▶ _Items from a data source_

--------------------------------

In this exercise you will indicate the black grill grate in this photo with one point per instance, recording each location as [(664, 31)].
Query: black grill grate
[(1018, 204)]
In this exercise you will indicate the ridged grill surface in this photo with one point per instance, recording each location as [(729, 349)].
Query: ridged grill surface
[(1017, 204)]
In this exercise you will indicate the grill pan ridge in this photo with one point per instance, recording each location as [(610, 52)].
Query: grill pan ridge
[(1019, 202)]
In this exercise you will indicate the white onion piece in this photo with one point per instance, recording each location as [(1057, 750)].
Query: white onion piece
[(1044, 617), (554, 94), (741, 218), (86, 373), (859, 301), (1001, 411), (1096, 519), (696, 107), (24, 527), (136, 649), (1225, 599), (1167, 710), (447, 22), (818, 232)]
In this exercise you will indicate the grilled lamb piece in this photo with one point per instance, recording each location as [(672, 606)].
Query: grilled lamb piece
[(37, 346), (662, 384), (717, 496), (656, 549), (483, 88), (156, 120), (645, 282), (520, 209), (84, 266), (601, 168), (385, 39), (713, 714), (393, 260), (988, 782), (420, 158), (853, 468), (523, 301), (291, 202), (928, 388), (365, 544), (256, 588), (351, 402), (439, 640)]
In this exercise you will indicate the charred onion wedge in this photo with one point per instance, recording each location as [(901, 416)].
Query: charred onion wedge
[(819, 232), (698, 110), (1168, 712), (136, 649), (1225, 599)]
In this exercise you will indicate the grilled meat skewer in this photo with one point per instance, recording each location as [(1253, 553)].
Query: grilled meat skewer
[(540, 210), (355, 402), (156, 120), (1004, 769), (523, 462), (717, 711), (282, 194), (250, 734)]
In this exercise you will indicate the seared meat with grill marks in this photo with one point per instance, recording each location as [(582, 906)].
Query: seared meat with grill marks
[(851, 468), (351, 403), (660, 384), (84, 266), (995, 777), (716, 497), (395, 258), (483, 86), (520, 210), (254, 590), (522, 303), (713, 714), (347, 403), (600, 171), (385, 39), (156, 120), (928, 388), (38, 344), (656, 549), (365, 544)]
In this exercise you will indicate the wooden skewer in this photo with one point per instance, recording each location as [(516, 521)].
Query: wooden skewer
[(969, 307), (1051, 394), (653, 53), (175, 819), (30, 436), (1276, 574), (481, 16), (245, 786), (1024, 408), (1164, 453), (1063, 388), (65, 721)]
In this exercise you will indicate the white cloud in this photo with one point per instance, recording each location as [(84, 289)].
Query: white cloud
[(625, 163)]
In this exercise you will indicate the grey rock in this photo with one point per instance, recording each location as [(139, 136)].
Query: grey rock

--------------------------------

▶ _Given task_
Duplicate the lines from the start of the items through the line containing "402), (439, 640)]", keeping both ends.

▶ _Task response_
In this exercise you will indicate the black grill grate in this photo with one point per instance, recording each location as [(664, 31)].
Query: black grill grate
[(1018, 204)]
In this exercise you will indicate the ridged grill surface in this photo with one point per instance, recording each location as [(729, 349)].
Query: ridged grill surface
[(1017, 204)]
In this exercise you will indicate the grill pan ridge in this photo with one point per instance, recording each location as [(610, 52)].
Query: grill pan ridge
[(1019, 202)]
In this exercise you will indicate the white onion piece in this photo with one point per instance, recording each location as [(1057, 750)].
Query: white onion piece
[(1044, 617), (554, 94), (741, 218), (86, 373), (859, 301), (1001, 411), (1096, 519), (696, 107), (24, 527), (136, 649), (1225, 599), (1167, 710), (447, 22), (818, 232)]
In this exercise you will indicate the grilled lamb piece in this photo with one point per instance, recording each location as [(672, 606)].
Query: grilled lamb piece
[(37, 346), (662, 384), (717, 496), (656, 549), (483, 88), (156, 120), (645, 282), (520, 209), (84, 266), (601, 168), (385, 39), (713, 714), (393, 260), (988, 782), (420, 158), (853, 468), (523, 301), (291, 202), (928, 388), (365, 544), (256, 588), (351, 402), (439, 640)]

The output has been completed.